**Task requirements**: Render the data below as a numbered list with the blank lines omitted. Leave the pictures out.

Data on locating named things:
— Start —
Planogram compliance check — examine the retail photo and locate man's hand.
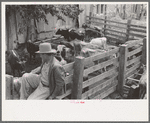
[48,96,54,100]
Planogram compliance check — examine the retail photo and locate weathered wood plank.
[86,16,127,25]
[128,77,140,82]
[130,28,146,33]
[126,19,131,41]
[56,89,71,99]
[65,74,73,84]
[105,28,127,35]
[127,46,142,57]
[63,62,74,71]
[127,56,141,66]
[130,24,146,29]
[141,38,147,65]
[5,74,13,100]
[129,32,147,38]
[84,58,119,76]
[94,84,117,99]
[71,56,84,99]
[125,69,137,81]
[86,20,127,29]
[105,32,125,39]
[84,47,119,66]
[126,39,143,48]
[126,62,141,75]
[117,45,127,94]
[83,67,118,88]
[106,35,125,44]
[82,75,118,99]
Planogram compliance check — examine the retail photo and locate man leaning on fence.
[20,43,65,100]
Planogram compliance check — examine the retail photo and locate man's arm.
[49,65,65,99]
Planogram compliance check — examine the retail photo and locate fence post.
[125,19,131,42]
[141,38,147,65]
[5,75,13,100]
[71,56,84,99]
[117,44,127,94]
[104,4,107,35]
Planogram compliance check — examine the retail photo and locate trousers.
[20,73,50,100]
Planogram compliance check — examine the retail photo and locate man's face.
[40,53,47,62]
[40,53,52,62]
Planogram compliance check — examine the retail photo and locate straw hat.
[36,43,56,54]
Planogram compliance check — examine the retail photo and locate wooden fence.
[6,39,146,99]
[117,39,146,93]
[86,16,146,44]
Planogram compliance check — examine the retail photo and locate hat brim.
[35,49,57,54]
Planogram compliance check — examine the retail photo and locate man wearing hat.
[20,43,65,100]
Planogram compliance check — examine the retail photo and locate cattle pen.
[6,17,147,99]
[6,39,146,99]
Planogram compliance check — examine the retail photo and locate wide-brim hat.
[35,43,57,54]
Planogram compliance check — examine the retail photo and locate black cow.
[56,29,84,42]
[56,29,70,41]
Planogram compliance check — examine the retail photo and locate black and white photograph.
[1,2,149,121]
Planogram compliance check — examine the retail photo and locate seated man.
[19,43,65,100]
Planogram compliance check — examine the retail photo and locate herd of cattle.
[6,24,146,100]
[6,24,110,76]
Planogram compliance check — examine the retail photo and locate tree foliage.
[6,4,83,33]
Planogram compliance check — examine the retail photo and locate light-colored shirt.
[41,63,50,86]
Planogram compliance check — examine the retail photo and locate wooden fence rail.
[6,39,146,99]
[86,16,146,44]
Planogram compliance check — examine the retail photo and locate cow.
[90,37,107,50]
[55,28,84,42]
[6,50,26,77]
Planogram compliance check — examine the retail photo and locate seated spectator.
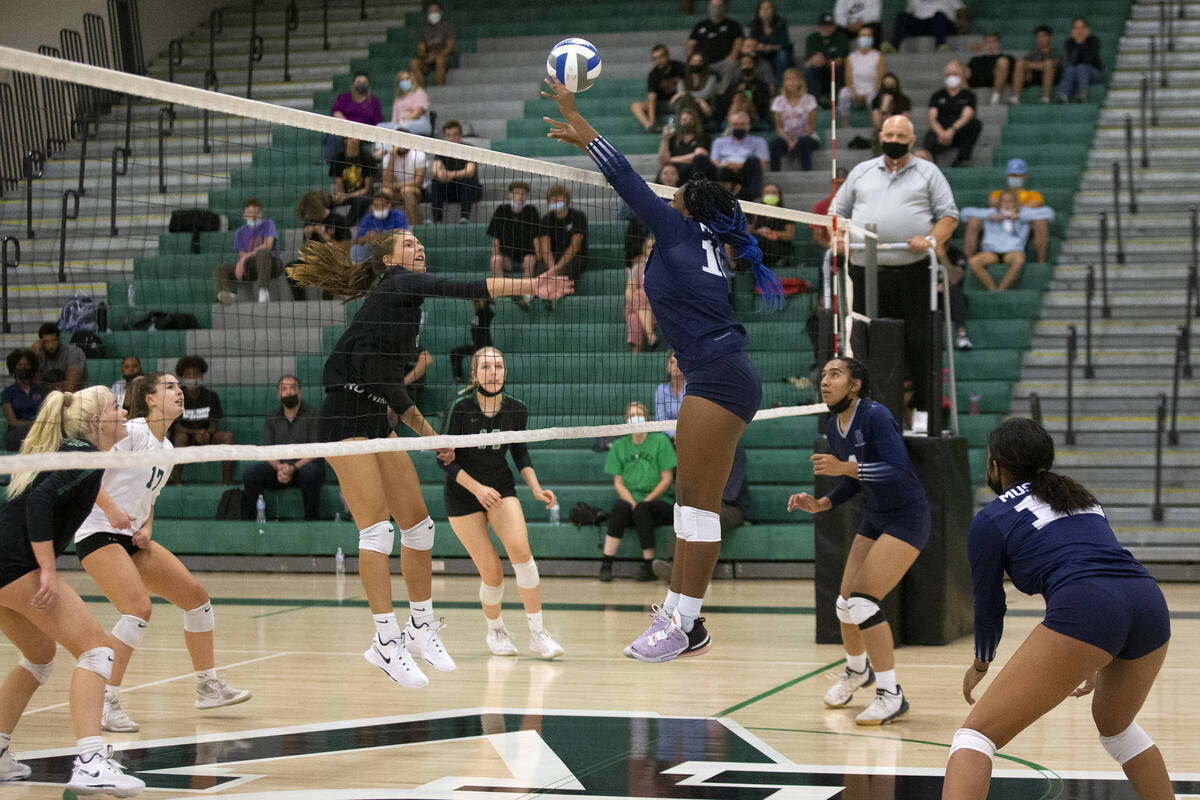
[408,2,455,86]
[769,68,821,173]
[534,185,588,286]
[924,61,983,167]
[241,375,325,521]
[804,13,850,108]
[383,148,428,225]
[170,355,233,486]
[31,323,88,392]
[1008,25,1062,103]
[600,401,676,582]
[430,120,484,222]
[629,44,684,133]
[967,34,1013,106]
[1058,17,1104,103]
[625,235,659,353]
[350,192,408,264]
[962,158,1054,264]
[883,0,970,53]
[0,349,49,452]
[212,197,283,306]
— End —
**Result for this task**:
1. Planogram compliance check — examine the retail photo and locate man's hand.
2. [48,96,54,100]
3. Planogram compliance check — examine the retail photo and locate weathered wood plank.
4. [86,16,127,25]
5. [128,77,140,82]
6. [130,28,146,33]
7. [126,19,131,41]
8. [56,89,71,99]
9. [65,74,73,84]
10. [105,28,127,35]
11. [127,46,142,57]
12. [63,62,74,71]
13. [127,56,141,66]
14. [130,24,146,29]
15. [141,38,147,65]
16. [5,74,13,100]
17. [129,32,147,38]
18. [84,58,119,76]
19. [94,84,117,99]
20. [71,56,84,99]
21. [125,69,137,81]
22. [86,20,127,29]
23. [105,32,125,39]
24. [84,47,119,66]
25. [126,39,143,48]
26. [126,62,141,75]
27. [117,45,127,94]
28. [83,67,118,88]
29. [106,35,125,44]
30. [82,75,118,99]
31. Planogram compliance check — examine the retail photo and locate man leaning on fence.
32. [20,43,65,100]
33. Planogram compliance check — examine the retail photo and locate man's arm.
34. [49,65,65,99]
35. Planogram compliance check — examine the retail photo and locate fence post.
36. [125,19,131,42]
37. [141,38,147,65]
38. [5,75,13,100]
39. [71,56,84,99]
40. [117,44,127,94]
41. [104,4,107,35]
42. Planogram compliance check — examine the retail photo and locate trousers.
43. [20,73,50,100]
44. Planogram compliance check — examine the retail photo and locate man's face.
45. [40,53,47,62]
46. [40,53,52,62]
47. Planogram compliance check — examine the retail photo and locate straw hat.
48. [36,43,56,54]
49. Planogram compliance check — examine the retail photo and locate wooden fence.
50. [6,39,146,99]
51. [117,39,146,93]
52. [86,16,146,44]
53. Planogram compliance check — examine the retail photo and locate hat brim.
54. [35,49,57,54]
55. Planogram compliance check — examine the retail photo and locate man wearing hat.
56. [20,43,65,100]
57. Planogram compliance check — examine the retail photo and locate cattle pen.
58. [6,17,147,99]
59. [6,39,146,99]
60. Planogram compliance check — examine the retail photo and locate wide-brim hat.
61. [35,43,57,54]
62. Planogram compliance check — examine the retail photo and locate black cow.
63. [56,29,84,42]
64. [56,29,70,41]
65. Planogram compliance check — examine the retail photo and locate black and white photograph.
66. [1,2,149,121]
67. Planogram compliance check — examine the retail photo and locate seated man.
68. [19,43,65,100]
69. Planogram compliance check — examine the retail photo and locate herd of cattle.
70. [6,24,146,100]
71. [6,24,110,76]
72. Planogram compliance check — examine the retail photo and locate tree foliage.
73. [6,4,83,33]
74. Planogram compliance check — examine the retail photo and locate light-colored shirt.
75. [41,63,50,86]
76. Planogram compliance check — examine the retail photo and locate wooden fence rail.
77. [6,39,146,99]
78. [86,16,146,44]
79. Planogram compliance check — examine the retail photo and locate cow.
80. [90,37,107,50]
81. [55,28,84,42]
82. [6,50,26,77]
83. Planogram compliance check — examine the retail photo and locate seated spectator.
84. [408,2,455,86]
85. [769,68,821,173]
86. [534,185,588,286]
87. [924,61,983,167]
88. [241,375,325,521]
89. [804,13,850,108]
90. [383,148,428,225]
91. [170,355,233,486]
92. [31,323,88,392]
93. [1008,25,1062,103]
94. [600,401,676,582]
95. [430,120,484,222]
96. [629,44,684,133]
97. [967,34,1013,106]
98. [1058,17,1104,103]
99. [625,235,659,353]
100. [350,192,408,264]
101. [962,158,1054,264]
102. [883,0,970,53]
103. [0,349,49,452]
104. [212,197,283,306]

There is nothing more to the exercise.